_Passage:_

------------------------------------------------

We met our health educator and personal trainer that first night. Brandon! God love Brandon!! You will see his name mentioned in this post and several to follow, I am most sure. We were also his first HMR class. He had been a trainer for several years, but we were his first HMR class. God love Brandon! He will never know the true gift he has been to so many people. I can only hope that he can feel the love we all have for him. He has literally saved our lives. But I digress … the first meeting. We weighed in, of course. The dreaded scale, my nemesis, my fear, my enemy, and the one thing I still fight with!! But after weigh-in, Brandon conducted our meeting, and we quickly saw that we were not just learning about the Phase 1 of the HMR Diet Plan, but he was offering us so much good advice about health, nutrients, sleep, exercise, and oh yes, the BALANCE of the importance of all of it. Our class was about an hour or a little longer, but the time flew by. Now came the challenge of following the plan for the next week, so we could face the scale again! Phase 1 of the HMR Diet Plan is extremely regimented. It is a no-brainer, very easy to follow. It is designed to help you lose the most weight possible in that first 13 weeks. This not only serves the purpose of losing weight, but it also is a great motivator. When you see results, you naturally want to continue. Then after the first 13 weeks you move into Phase 2, which is gradually putting “normal” foods back into your system, but in a healthy, planned, and controlled manner. Living in the real world but in a healthy way. Tons of fruits and vegetables, lean protein, whole grain, and healthy fats. Again that word … BALANCE!!

For the first 13 weeks (and even for a bit afterwards) I wore the same ugly blue dress. I wanted to make sure that when I weighed that my clothing did not affect the results on the scale. At the end of this post, I will share the picture. I eventually quit wearing that dress, and Brandon had the pleasure of ripping it to shreds. I still have that dress. It is my trophy!!

So this is the beginning of my journey. From April 7, 2014 to December 29, 2014 I lost 70 pounds!!!! I lost 30 pounds in Phase 1, which truly was a motivator to continue onward. I lost the next 40 pounds in Phase 2, and I am down another 5 to 7 pounds (depending on whether the scale is being a brat or not.) It would be wonderful to hit the magic 80 pounds of loss, but at this point, it is a number in my head. I am a healthy, active, in fact more active person, than I have been since my high school years. And believe me, high school is a long way in my past. I am 16 months old in my healthy birthday calculation, and 62 years old in my “normal” birthday!!! When I look at my years in this stage of my life, one of my biggest regrets of my years of obesity, are truly the years that I lost being unhealthy. Until I returned to a healthy state, I couldn’t fully comprehend what I was missing. But it is clear, oh so clear now! But, I elect not to dwell on the past and feel sorry for those days, but embrace my future and live it! Sometimes we have to weather a storm before we can enjoy the sunshine.

------------------------------------------------

_Provided information:_
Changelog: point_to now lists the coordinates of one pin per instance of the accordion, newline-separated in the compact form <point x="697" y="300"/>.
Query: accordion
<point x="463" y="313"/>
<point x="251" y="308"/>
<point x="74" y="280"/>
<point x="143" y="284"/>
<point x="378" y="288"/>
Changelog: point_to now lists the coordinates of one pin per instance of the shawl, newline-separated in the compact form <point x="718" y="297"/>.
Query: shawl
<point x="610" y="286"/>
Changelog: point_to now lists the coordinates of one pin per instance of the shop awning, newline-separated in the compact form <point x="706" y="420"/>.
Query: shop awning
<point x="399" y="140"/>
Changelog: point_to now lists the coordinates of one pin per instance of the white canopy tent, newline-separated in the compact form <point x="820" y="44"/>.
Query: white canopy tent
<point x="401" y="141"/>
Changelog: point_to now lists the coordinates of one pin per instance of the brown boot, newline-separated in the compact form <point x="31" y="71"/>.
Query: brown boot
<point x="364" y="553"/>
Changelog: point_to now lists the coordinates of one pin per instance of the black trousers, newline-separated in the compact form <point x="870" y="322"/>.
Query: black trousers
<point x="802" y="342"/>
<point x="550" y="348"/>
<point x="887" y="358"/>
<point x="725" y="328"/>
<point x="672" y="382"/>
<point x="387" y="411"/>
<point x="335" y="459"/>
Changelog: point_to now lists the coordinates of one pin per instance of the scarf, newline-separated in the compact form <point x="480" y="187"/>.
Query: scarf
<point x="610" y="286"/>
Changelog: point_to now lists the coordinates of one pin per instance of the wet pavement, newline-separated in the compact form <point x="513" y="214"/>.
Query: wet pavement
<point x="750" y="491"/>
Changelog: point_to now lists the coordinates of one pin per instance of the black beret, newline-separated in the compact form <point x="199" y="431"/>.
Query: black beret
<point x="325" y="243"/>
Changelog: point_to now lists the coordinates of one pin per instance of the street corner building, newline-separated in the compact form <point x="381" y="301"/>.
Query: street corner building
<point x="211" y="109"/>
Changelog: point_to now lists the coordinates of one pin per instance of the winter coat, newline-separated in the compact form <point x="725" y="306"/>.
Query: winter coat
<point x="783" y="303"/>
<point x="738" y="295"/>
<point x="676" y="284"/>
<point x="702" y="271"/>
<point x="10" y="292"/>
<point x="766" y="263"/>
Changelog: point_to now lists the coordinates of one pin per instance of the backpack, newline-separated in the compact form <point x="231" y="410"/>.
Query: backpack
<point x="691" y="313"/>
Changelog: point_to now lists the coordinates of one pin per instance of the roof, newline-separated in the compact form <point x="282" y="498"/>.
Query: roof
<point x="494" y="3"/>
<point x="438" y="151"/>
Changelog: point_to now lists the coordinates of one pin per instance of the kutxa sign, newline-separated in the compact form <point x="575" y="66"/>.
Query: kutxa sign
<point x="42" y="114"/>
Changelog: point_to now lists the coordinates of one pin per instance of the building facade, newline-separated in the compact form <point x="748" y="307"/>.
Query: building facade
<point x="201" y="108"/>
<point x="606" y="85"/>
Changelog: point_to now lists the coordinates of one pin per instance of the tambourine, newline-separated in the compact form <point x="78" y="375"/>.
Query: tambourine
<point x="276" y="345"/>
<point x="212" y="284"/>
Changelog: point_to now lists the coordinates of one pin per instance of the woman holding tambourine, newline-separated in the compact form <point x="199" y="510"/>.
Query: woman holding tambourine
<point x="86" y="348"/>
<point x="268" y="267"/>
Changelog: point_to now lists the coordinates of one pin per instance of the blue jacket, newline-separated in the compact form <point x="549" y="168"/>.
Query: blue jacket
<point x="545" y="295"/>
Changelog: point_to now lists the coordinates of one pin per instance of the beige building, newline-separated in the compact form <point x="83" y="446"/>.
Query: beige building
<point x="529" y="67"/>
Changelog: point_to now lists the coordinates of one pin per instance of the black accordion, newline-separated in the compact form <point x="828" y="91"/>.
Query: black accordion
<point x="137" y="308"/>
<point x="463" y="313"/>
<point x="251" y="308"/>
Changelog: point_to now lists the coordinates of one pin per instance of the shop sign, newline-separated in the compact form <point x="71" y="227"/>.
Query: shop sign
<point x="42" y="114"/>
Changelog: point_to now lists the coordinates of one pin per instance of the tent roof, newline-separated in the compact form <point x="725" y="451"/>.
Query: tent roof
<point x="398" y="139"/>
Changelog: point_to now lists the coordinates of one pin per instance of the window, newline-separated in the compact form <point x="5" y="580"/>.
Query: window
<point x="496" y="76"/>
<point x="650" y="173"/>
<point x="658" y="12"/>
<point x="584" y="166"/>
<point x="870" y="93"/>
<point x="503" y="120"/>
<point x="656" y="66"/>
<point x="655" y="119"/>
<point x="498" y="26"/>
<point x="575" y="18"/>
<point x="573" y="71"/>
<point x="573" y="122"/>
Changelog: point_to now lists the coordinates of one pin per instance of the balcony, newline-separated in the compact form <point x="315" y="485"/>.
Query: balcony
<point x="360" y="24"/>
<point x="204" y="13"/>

------------------------------------------------

_Tasks for this exercise:_
1. In the weight-loss account, how many pounds did the writer lose during Phase 1?
2. The weight-loss account says the writer wore the same blue dress for the first 13 weeks. In one to three sentences, explain why.
3. Copy the stretch of the weight-loss account from "For the first" through "is my trophy!!".

_Numbered answers:_
1. 30 pounds.

2. The writer wanted to be sure that clothing did not affect the results at each weigh-in. Wearing the same dress every time kept the clothing constant on the scale.

3.
For the first 13 weeks (and even for a bit afterwards) I wore the same ugly blue dress. I wanted to make sure that when I weighed that my clothing did not affect the results on the scale. At the end of this post, I will share the picture. I eventually quit wearing that dress, and Brandon had the pleasure of ripping it to shreds. I still have that dress. It is my trophy!!